**Supplied information**.
.....

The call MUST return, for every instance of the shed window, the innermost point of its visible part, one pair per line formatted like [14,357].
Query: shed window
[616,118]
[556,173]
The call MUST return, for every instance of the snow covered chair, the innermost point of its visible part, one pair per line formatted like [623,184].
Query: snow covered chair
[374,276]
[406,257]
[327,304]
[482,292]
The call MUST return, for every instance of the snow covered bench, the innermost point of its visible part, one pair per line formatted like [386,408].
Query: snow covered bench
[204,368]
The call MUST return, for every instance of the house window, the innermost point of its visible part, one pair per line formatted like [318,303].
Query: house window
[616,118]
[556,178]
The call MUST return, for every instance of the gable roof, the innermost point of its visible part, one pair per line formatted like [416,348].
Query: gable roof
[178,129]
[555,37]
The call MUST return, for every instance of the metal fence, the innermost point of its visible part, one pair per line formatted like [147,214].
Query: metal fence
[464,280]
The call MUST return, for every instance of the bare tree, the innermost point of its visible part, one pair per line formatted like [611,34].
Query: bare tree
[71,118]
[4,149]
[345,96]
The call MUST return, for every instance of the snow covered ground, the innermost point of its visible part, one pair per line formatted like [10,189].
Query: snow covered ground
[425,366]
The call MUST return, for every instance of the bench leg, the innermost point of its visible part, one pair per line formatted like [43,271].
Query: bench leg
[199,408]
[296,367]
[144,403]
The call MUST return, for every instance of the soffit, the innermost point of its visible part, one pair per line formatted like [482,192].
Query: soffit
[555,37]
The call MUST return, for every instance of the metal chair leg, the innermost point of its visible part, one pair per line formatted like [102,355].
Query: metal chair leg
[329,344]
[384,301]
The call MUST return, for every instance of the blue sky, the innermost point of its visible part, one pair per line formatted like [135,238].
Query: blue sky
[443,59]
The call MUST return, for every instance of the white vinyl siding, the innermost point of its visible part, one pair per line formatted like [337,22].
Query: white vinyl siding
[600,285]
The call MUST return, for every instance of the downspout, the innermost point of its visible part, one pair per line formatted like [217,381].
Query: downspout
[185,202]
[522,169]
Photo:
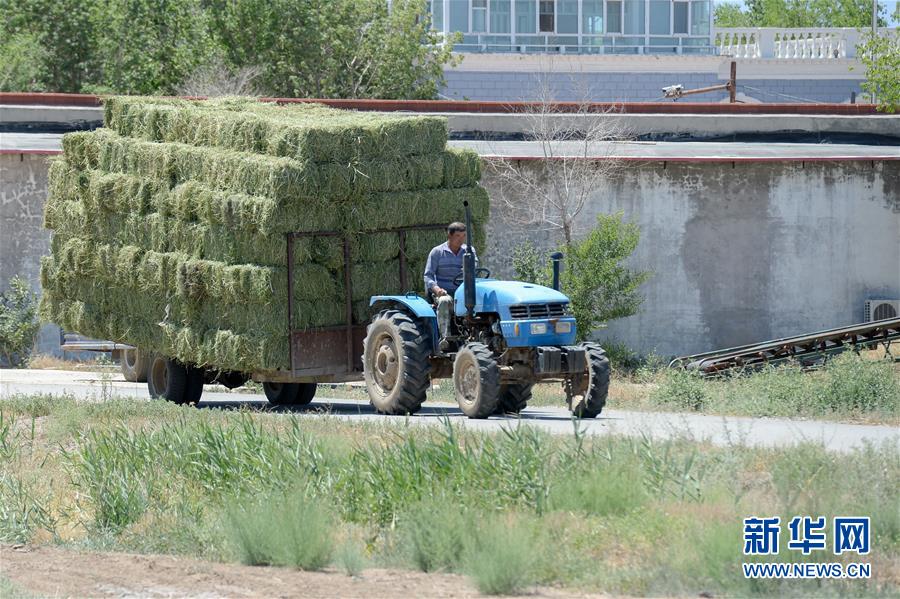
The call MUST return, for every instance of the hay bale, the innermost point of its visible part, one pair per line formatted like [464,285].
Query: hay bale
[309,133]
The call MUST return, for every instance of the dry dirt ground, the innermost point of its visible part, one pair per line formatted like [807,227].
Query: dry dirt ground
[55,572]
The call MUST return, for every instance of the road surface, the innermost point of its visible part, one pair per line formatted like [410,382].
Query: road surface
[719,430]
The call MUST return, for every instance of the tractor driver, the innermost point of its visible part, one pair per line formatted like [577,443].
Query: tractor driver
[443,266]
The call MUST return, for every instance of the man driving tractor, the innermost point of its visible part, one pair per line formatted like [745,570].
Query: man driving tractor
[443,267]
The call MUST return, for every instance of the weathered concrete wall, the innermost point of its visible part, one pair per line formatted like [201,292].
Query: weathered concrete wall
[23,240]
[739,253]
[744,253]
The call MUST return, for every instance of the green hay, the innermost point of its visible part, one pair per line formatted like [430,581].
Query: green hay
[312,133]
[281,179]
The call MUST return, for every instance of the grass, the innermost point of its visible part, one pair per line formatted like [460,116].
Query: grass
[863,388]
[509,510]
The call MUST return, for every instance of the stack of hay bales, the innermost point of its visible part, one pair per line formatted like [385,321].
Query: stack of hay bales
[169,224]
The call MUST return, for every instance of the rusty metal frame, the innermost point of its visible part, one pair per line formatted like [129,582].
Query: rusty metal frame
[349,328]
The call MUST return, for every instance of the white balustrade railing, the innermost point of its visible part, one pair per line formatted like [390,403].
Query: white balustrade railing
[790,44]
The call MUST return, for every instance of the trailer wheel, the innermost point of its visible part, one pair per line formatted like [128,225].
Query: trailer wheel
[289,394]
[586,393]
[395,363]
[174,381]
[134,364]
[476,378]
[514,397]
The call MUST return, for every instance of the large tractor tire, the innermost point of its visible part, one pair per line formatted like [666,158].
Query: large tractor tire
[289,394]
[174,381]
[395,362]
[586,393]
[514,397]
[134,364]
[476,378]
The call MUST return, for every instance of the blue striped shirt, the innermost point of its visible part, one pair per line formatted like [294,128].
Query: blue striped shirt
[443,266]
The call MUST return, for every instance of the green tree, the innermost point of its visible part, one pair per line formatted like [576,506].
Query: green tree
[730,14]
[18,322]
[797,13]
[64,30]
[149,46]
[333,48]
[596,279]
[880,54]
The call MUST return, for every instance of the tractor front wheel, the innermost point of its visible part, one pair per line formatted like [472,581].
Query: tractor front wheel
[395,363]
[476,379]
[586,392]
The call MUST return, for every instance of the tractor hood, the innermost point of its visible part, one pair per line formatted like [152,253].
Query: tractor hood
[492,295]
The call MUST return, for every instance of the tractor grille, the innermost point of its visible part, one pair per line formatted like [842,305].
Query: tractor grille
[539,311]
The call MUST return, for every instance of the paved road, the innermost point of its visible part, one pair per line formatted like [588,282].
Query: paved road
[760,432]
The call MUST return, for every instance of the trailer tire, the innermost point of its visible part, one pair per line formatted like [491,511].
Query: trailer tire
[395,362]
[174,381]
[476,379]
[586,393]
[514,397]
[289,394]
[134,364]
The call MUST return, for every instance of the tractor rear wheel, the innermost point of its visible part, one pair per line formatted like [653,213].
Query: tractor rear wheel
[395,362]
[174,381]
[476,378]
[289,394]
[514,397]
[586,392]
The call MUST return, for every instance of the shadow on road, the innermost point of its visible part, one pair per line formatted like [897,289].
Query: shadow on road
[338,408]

.....

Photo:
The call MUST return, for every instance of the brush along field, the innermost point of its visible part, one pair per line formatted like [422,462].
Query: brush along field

.....

**What you have to do**. Nothing but the lines above from the one containing "The call MUST return, for every instance of the shed" through the one containing "formatted like [623,184]." should appear in the answer, each repeated exactly.

**Written answer**.
The call MUST return, for every instance of the shed window, the innermost point of its visible part, one pair per line formatted like [14,357].
Query: shed window
[616,118]
[556,173]
The call MUST return, for every instance of the snow covered chair, the innermost point of its visible part, one pair per line formatted like [623,184].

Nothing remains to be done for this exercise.